Starting at the line that contains "Please pick out the concrete patio", restate every line word for word through the end of the entries.

Supplied records Block Start

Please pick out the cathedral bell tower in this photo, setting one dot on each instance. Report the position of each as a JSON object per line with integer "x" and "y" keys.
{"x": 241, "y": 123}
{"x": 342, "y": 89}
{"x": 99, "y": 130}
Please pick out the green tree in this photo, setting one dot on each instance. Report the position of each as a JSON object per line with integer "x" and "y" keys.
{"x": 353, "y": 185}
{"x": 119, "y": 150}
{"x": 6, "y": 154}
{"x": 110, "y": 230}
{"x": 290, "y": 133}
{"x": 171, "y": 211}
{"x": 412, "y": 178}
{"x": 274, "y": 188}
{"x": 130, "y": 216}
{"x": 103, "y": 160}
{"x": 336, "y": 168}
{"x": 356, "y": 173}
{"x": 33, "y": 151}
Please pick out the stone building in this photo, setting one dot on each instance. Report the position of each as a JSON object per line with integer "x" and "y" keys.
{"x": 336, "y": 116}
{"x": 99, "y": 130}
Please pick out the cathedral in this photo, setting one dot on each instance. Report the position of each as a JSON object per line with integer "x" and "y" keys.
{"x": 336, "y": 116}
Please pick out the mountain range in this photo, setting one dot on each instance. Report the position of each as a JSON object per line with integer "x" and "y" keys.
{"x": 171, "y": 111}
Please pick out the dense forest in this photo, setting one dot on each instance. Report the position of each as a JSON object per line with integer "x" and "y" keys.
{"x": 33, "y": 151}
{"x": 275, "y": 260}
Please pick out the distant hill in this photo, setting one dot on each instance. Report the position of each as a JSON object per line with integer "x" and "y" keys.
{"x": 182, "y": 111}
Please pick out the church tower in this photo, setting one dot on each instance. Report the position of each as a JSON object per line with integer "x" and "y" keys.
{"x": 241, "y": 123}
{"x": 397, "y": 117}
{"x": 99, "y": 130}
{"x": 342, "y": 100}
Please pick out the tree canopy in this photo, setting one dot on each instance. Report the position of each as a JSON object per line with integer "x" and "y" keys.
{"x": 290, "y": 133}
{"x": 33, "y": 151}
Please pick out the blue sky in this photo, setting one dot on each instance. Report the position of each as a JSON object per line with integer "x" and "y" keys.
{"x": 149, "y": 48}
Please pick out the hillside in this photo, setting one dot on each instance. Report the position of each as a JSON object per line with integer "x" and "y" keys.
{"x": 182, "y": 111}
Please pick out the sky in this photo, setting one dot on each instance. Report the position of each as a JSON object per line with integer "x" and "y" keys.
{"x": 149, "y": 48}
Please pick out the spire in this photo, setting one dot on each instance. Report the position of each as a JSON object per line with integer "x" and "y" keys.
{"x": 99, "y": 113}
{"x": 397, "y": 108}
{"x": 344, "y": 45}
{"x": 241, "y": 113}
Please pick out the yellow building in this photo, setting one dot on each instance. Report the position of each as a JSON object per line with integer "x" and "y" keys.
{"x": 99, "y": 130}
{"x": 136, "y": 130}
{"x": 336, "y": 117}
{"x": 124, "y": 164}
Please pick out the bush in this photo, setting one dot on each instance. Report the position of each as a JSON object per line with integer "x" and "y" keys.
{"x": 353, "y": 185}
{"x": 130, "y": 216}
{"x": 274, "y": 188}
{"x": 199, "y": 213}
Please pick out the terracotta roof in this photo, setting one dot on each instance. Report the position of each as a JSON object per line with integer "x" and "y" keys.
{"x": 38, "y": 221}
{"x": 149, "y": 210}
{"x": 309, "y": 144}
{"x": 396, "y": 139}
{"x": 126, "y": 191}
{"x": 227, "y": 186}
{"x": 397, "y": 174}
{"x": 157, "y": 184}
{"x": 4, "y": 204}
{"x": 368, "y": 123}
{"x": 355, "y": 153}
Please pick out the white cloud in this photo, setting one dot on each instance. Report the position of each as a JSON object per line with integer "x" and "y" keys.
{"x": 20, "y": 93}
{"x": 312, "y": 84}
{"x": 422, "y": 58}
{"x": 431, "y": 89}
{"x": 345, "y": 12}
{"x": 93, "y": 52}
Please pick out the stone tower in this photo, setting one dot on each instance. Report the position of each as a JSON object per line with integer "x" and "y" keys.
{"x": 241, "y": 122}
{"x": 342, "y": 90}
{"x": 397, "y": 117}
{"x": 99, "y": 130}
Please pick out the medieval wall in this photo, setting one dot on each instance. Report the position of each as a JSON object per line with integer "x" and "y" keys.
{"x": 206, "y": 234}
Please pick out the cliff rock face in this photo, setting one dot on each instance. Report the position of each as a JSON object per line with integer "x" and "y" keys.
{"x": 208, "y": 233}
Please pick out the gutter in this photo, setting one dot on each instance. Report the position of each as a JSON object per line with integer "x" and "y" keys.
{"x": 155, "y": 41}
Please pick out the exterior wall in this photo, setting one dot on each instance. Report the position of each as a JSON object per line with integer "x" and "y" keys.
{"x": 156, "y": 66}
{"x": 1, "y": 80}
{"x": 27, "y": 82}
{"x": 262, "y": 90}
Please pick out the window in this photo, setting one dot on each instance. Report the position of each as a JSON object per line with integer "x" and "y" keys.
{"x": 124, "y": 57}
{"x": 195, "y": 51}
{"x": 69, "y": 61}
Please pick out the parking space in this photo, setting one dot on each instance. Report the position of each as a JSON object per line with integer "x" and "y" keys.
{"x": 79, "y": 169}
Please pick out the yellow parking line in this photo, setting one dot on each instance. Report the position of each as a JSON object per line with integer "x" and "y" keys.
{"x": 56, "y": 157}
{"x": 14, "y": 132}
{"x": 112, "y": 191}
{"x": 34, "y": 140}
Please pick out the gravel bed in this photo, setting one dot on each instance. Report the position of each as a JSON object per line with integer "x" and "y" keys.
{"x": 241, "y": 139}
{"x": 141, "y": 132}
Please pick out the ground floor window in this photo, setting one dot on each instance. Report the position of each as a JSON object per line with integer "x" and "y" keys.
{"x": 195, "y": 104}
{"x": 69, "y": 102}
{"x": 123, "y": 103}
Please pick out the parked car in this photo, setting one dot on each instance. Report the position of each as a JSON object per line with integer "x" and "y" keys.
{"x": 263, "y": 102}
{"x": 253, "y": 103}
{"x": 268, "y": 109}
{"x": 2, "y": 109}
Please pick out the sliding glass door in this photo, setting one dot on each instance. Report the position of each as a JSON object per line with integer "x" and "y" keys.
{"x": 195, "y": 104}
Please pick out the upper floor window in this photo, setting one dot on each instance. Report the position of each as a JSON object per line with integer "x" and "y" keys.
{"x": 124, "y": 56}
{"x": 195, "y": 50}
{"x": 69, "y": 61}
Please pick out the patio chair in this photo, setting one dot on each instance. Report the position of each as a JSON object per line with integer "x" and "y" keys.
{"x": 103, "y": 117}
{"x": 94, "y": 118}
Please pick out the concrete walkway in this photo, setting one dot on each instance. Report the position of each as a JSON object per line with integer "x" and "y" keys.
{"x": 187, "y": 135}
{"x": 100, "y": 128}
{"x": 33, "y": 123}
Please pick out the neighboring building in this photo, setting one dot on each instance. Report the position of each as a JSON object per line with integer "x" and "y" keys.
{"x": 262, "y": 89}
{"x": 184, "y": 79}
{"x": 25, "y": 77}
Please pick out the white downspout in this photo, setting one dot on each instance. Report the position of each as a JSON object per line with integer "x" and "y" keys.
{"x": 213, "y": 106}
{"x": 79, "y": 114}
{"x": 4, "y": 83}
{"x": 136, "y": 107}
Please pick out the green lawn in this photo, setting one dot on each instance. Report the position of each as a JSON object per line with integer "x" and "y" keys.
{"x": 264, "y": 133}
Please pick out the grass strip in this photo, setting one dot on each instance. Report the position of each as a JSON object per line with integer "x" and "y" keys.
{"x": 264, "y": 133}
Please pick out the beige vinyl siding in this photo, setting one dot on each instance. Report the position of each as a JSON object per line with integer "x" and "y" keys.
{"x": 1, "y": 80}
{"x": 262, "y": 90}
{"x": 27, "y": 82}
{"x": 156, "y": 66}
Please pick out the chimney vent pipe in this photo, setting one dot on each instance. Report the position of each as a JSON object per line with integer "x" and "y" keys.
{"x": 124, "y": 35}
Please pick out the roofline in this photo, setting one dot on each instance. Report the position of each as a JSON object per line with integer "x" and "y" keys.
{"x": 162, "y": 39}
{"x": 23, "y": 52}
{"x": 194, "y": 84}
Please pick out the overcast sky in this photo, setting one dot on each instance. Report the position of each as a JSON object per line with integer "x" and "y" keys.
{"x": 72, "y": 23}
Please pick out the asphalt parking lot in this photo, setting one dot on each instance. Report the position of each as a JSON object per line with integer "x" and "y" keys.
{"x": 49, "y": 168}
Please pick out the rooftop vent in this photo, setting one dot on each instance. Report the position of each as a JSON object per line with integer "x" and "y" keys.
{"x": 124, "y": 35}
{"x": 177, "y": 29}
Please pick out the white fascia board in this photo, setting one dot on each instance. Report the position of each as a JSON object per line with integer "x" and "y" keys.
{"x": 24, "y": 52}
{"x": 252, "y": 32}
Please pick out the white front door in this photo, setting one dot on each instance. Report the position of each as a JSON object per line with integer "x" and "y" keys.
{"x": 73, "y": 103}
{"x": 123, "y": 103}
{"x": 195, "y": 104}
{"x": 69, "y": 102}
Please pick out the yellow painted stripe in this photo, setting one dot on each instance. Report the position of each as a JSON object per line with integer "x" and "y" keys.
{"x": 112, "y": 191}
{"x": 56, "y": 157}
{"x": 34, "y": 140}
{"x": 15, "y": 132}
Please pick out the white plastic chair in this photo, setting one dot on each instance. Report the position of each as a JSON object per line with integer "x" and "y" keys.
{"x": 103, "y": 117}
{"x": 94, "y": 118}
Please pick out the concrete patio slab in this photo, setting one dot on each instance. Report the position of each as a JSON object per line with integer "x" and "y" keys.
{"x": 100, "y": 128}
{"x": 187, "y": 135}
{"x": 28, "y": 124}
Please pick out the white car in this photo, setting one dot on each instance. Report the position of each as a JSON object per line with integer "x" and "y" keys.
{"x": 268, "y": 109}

Supplied records Block End

▶ Expected output
Please pick out the concrete patio slab in this photo, setting one dot on each instance. Report the position of each as a JSON object per line with integer "x" and "y" keys.
{"x": 100, "y": 128}
{"x": 187, "y": 135}
{"x": 28, "y": 124}
Please pick out the white car in this photo, setting one dot on each instance. Report the position of each as a JSON object per line with integer "x" and "y" keys.
{"x": 268, "y": 109}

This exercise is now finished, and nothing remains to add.